● Fragmento seleccionado:
○ ○ ○

Como sucede en la experiencia humana que encuentra personas para aprender y enseñar, con el correr de los días ayudándolo a leer una palabra o apoyando mi mano sobre la suya para dibujar una letra en cursiva o pensando alguna operación matemática, o jugando al básquet en los recreos (donde yo siempre perdía porque el deporte nunca fue lo mío y porque la altura no me ayuda), con Jony fuimos construyendo vínculo, necesariamente, atravesado por el cariño.

Y así, fui conociendo un montonazo de cosas hermosas en ese adolescente, pero, también empezaron a aparecer, esas reacciones (desmedidas) ante situaciones que, evidentemente, le provocaban enojo, bronca, ira o frustración pero que, al mismo tiempo, no ameritaban o justifican semejantes niveles de despliegue. Sin dudas, esas reacciones (y las “consecuencias” de las mismas y los riesgos en que ponía o podía poner a lxs otrxs), se instalaron como “lo que debíamos trabajar con él” y sobre lo que mantuvimos algunas largas conversaciones parecidas (hasta que llegó de su parte LA pregunta que me hizo entender que era yo la que no entendía nada).

Con Jony teníamos largas charlas por esas situaciones conflictivas, pero también porque sí.

Y desde hace 12 años, más o menos frecuentemente, las sostenemos… y no hubo ni hay vez en la que no me deje pensando/aprendiendo.

○ ○ ○

● Consigna del ejercicio: Transcribe completo el fragmento de arriba sobre Jony, sin cambiar ni omitir nada.

○ ○ ○

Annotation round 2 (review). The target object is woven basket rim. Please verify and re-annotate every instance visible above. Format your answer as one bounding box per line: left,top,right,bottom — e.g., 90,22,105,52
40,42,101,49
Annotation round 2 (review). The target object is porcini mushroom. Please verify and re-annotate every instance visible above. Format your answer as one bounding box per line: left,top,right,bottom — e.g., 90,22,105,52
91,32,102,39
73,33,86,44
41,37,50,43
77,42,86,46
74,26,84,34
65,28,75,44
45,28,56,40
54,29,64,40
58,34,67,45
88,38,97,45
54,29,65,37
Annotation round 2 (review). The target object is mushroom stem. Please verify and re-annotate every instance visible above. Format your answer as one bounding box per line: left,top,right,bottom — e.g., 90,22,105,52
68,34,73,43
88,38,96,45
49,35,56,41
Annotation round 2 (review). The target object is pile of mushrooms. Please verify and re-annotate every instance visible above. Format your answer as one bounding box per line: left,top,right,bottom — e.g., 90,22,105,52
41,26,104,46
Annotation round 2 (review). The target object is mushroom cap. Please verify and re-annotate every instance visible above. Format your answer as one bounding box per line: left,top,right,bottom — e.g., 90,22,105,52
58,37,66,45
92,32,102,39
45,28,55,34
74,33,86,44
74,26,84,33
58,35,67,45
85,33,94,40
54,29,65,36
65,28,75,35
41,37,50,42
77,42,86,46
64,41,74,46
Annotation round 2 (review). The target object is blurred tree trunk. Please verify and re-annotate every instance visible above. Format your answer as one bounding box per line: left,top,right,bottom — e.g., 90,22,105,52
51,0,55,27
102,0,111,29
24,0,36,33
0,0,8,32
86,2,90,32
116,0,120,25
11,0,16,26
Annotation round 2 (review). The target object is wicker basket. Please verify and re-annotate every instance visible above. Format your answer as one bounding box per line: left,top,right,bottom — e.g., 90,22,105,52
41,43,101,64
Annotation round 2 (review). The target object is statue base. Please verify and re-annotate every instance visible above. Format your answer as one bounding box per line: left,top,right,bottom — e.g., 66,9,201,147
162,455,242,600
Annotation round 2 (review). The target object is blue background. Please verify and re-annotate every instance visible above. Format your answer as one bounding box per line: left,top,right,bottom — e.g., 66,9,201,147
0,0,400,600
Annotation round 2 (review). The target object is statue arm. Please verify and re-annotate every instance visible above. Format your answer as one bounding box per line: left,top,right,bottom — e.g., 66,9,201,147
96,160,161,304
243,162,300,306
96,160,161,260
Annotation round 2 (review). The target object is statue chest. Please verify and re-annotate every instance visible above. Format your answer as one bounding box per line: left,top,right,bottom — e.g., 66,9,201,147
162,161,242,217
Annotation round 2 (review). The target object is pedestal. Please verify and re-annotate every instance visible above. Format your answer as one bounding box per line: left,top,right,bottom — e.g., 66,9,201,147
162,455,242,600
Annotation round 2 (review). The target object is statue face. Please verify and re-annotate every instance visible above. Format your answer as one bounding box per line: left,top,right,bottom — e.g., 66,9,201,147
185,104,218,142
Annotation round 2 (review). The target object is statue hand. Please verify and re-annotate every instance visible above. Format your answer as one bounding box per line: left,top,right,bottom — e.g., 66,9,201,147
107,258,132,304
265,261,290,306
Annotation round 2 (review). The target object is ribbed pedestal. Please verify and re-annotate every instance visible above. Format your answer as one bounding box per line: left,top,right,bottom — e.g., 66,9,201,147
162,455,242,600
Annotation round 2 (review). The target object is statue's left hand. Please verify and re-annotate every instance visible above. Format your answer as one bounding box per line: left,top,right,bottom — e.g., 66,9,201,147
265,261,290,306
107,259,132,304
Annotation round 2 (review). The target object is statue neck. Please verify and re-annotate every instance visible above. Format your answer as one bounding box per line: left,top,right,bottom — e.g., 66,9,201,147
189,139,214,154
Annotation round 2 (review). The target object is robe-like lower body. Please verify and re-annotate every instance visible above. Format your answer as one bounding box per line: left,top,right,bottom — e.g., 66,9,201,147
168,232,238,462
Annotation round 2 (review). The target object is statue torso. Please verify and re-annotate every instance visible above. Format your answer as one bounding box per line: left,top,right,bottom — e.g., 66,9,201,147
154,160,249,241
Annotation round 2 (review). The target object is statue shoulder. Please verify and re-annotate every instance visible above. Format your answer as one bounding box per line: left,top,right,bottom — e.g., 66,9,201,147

○ ○ ○

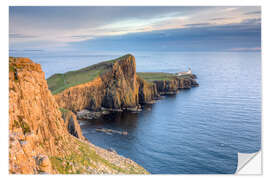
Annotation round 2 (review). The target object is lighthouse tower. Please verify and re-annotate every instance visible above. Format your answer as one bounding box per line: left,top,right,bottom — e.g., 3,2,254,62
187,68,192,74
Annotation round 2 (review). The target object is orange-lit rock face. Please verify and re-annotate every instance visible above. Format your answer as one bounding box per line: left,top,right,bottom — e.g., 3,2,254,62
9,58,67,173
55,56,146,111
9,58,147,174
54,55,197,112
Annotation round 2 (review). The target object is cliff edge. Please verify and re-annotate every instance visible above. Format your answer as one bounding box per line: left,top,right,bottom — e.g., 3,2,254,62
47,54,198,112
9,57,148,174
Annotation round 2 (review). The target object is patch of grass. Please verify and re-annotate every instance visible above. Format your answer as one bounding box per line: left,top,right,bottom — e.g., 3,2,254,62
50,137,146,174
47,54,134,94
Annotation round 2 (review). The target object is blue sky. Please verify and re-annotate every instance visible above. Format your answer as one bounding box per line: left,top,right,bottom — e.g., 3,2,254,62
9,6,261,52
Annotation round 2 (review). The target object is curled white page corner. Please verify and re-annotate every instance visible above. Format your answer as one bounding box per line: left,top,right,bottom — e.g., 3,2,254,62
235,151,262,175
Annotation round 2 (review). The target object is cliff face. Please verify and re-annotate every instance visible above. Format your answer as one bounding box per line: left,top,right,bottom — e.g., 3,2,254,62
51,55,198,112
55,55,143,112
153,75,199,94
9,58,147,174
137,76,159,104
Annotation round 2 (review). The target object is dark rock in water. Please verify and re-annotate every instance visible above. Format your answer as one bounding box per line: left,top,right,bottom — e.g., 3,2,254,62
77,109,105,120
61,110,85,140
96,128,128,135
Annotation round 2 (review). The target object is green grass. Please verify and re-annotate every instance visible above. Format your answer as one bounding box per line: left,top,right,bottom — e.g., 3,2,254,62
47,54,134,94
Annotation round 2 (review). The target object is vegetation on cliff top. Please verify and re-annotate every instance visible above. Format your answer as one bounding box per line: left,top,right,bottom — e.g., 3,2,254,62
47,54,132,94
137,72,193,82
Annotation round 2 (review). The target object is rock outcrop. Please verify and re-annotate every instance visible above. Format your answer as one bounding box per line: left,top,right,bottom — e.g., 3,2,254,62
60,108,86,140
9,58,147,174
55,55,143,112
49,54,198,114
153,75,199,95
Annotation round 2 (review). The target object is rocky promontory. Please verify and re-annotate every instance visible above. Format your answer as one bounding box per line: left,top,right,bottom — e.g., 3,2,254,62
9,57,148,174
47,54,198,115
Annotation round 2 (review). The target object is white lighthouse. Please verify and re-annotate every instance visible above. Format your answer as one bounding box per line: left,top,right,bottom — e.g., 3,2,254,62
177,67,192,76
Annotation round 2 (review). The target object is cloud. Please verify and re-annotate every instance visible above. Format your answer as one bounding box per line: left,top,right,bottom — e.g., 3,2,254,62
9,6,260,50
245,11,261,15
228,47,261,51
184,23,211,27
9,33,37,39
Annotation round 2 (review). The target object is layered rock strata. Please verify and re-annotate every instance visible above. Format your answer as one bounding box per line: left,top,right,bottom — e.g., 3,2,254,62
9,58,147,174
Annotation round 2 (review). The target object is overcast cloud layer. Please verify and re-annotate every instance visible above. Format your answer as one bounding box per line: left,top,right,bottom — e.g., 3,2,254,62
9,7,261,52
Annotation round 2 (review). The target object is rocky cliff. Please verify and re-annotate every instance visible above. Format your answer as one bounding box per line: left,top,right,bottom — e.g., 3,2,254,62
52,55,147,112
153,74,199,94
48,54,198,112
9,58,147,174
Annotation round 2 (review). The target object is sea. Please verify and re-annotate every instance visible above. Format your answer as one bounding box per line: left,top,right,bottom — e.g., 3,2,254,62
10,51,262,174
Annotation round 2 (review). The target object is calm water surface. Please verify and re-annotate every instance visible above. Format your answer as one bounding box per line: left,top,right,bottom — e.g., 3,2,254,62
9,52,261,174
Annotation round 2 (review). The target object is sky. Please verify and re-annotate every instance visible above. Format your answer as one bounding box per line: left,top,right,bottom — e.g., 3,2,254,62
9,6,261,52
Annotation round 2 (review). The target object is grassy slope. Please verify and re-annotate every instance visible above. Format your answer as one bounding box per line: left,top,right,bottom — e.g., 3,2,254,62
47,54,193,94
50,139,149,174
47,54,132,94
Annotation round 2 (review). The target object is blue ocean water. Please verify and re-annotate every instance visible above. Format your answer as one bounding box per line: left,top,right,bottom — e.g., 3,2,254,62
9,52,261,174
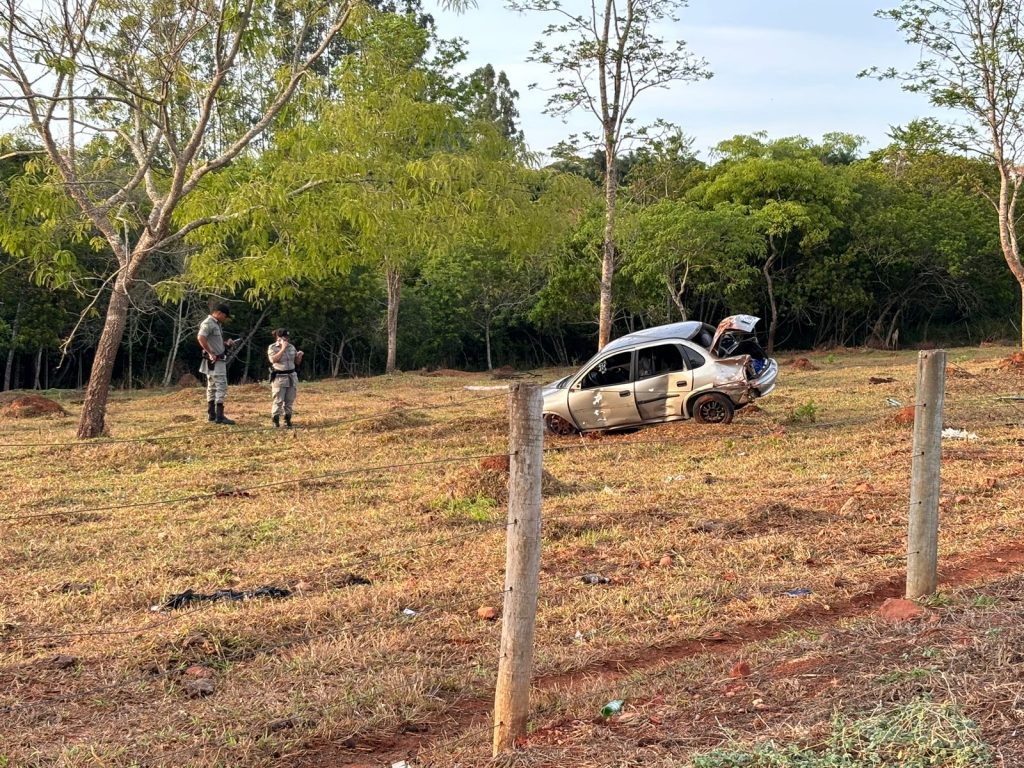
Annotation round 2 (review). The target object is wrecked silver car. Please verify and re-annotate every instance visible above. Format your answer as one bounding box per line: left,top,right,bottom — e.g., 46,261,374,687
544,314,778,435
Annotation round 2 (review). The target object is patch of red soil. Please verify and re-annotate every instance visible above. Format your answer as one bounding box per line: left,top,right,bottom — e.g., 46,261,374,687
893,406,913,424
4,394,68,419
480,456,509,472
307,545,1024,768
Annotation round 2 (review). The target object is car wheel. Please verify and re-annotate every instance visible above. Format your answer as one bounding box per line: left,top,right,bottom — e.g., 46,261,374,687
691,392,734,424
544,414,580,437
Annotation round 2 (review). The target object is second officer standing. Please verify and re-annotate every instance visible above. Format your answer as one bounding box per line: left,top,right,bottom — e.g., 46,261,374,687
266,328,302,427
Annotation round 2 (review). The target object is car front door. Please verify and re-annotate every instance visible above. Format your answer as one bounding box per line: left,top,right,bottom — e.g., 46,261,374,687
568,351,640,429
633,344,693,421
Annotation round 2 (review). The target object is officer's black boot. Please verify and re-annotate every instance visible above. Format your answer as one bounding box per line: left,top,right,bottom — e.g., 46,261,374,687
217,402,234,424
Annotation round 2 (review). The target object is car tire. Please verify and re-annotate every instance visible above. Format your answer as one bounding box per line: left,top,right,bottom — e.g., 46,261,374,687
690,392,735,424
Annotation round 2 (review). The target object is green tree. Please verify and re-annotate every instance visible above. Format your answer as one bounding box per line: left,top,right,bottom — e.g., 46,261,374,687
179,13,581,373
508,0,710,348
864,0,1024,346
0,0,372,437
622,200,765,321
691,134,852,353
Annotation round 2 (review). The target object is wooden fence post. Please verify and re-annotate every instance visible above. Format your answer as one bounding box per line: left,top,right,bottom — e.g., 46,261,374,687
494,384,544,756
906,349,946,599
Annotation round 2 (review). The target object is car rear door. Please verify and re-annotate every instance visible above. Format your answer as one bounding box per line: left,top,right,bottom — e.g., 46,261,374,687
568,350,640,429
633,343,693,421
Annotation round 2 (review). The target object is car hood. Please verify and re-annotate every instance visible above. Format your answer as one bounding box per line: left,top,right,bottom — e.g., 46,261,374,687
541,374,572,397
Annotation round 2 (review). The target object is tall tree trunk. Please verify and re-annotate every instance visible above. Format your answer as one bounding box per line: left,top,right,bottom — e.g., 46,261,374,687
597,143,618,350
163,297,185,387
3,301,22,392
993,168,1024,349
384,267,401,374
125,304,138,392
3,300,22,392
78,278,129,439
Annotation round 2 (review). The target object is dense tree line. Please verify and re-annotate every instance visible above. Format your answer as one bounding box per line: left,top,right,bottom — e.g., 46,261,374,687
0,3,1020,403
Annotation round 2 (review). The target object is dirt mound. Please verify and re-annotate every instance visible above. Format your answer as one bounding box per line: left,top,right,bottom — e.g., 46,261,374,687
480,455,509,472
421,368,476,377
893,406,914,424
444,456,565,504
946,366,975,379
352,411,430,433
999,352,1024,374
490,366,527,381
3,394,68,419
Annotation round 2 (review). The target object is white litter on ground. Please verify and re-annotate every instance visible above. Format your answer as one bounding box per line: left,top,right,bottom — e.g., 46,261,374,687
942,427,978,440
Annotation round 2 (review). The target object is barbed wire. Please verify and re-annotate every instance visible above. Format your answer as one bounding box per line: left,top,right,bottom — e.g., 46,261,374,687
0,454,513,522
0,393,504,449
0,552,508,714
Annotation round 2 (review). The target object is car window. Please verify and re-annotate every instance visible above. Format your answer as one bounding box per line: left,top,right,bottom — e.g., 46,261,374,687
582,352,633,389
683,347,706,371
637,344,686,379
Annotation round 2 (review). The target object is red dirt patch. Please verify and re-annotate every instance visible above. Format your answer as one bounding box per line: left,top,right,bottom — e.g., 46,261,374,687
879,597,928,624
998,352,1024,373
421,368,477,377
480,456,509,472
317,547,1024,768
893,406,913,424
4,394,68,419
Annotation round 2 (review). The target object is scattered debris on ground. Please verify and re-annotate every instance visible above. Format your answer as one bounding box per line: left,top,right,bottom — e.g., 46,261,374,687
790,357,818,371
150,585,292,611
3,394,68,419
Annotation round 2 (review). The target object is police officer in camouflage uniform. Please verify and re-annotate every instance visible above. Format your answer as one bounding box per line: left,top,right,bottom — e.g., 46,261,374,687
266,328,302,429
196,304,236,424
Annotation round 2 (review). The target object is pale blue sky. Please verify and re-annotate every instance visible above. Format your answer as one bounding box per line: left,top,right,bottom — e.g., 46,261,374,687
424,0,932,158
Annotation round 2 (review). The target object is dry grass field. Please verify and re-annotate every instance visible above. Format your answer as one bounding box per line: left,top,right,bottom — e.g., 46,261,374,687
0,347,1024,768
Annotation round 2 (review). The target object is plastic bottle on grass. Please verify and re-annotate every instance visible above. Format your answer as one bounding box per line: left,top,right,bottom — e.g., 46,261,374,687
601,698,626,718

○ ○ ○

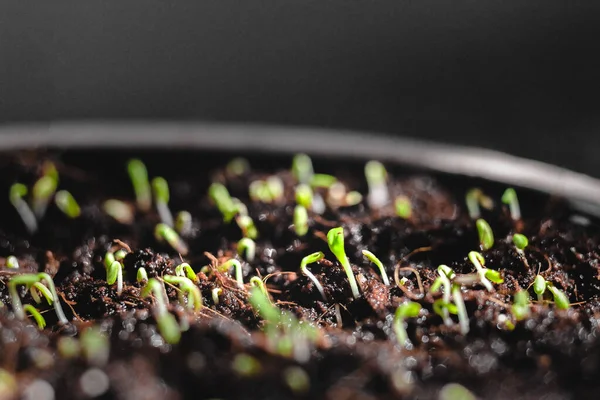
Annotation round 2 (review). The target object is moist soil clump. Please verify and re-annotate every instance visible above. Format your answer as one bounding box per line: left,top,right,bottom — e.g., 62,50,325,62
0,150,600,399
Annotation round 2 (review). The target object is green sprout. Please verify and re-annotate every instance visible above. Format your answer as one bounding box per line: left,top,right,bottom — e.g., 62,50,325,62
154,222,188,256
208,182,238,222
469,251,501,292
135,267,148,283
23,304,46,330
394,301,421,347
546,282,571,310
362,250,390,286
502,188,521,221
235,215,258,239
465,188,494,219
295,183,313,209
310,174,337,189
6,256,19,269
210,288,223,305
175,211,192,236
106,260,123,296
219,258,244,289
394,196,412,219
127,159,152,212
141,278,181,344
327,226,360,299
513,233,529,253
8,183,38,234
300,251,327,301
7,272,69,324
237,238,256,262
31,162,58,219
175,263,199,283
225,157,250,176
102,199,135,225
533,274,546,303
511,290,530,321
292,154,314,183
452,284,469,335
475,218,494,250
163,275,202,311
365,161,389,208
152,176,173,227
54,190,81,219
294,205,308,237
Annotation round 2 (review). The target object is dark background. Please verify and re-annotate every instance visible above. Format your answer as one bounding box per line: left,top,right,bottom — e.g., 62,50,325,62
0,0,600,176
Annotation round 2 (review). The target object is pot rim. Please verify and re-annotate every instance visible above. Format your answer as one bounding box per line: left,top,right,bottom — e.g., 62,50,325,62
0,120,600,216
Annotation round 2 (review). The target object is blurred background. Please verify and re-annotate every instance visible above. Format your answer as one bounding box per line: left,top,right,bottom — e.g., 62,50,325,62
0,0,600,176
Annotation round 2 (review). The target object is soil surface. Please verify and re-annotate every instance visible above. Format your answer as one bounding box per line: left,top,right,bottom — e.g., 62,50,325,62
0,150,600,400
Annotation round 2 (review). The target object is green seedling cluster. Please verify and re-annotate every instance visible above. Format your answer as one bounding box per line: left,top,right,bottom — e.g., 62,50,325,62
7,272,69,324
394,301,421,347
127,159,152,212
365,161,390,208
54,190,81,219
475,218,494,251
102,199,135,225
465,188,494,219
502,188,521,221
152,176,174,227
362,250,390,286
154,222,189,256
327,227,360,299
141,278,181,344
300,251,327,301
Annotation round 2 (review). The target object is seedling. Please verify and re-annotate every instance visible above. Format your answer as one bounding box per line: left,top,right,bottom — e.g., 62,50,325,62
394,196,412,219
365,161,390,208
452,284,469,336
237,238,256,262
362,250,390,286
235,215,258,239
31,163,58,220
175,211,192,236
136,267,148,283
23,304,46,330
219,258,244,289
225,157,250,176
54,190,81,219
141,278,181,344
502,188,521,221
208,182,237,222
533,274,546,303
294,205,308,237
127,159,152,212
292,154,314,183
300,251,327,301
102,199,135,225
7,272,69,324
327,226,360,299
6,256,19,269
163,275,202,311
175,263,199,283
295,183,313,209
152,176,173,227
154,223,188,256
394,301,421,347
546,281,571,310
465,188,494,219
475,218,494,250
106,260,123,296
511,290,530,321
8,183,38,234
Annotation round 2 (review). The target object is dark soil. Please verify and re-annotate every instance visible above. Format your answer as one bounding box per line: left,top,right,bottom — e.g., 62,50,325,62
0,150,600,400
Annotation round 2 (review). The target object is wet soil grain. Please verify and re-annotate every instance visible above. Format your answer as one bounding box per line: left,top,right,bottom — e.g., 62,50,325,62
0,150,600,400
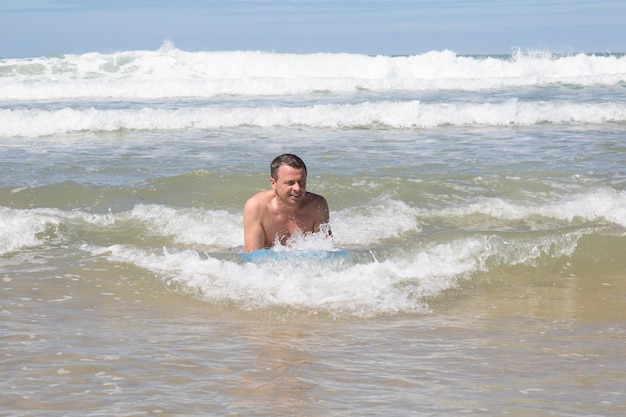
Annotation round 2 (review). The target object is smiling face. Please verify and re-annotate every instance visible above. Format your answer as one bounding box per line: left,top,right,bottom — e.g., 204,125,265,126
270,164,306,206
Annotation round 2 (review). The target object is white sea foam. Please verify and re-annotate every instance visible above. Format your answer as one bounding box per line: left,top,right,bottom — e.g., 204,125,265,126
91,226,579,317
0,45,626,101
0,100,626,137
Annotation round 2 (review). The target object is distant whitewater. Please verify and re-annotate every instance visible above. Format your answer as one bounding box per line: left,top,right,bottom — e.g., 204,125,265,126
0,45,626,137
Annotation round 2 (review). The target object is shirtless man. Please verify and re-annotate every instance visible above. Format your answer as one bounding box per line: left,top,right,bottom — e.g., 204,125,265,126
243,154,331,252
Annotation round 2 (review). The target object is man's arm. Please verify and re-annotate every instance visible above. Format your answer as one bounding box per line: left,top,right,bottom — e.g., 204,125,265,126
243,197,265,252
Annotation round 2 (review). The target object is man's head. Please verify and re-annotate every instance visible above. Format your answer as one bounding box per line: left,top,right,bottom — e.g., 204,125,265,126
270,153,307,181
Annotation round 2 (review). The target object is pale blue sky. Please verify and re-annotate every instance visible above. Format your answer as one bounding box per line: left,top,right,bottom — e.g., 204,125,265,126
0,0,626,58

○ ○ ○

● Respuesta del ejercicio:
Como sucede en la experiencia humana que encuentra personas para aprender y enseñar, con el correr de los días ayudándolo a leer una palabra o apoyando mi mano sobre la suya para dibujar una letra en cursiva o pensando alguna operación matemática, o jugando al básquet en los recreos (donde yo siempre perdía porque el deporte nunca fue lo mío y porque la altura no me ayuda), con Jony fuimos construyendo vínculo, necesariamente, atravesado por el cariño.

Y así, fui conociendo un montonazo de cosas hermosas en ese adolescente, pero, también empezaron a aparecer, esas reacciones (desmedidas) ante situaciones que, evidentemente, le provocaban enojo, bronca, ira o frustración pero que, al mismo tiempo, no ameritaban o justifican semejantes niveles de despliegue. Sin dudas, esas reacciones (y las “consecuencias” de las mismas y los riesgos en que ponía o podía poner a lxs otrxs), se instalaron como “lo que debíamos trabajar con él” y sobre lo que mantuvimos algunas largas conversaciones parecidas (hasta que llegó de su parte LA pregunta que me hizo entender que era yo la que no entendía nada).

Con Jony teníamos largas charlas por esas situaciones conflictivas, pero también porque sí.

Y desde hace 12 años, más o menos frecuentemente, las sostenemos… y no hubo ni hay vez en la que no me deje pensando/aprendiendo.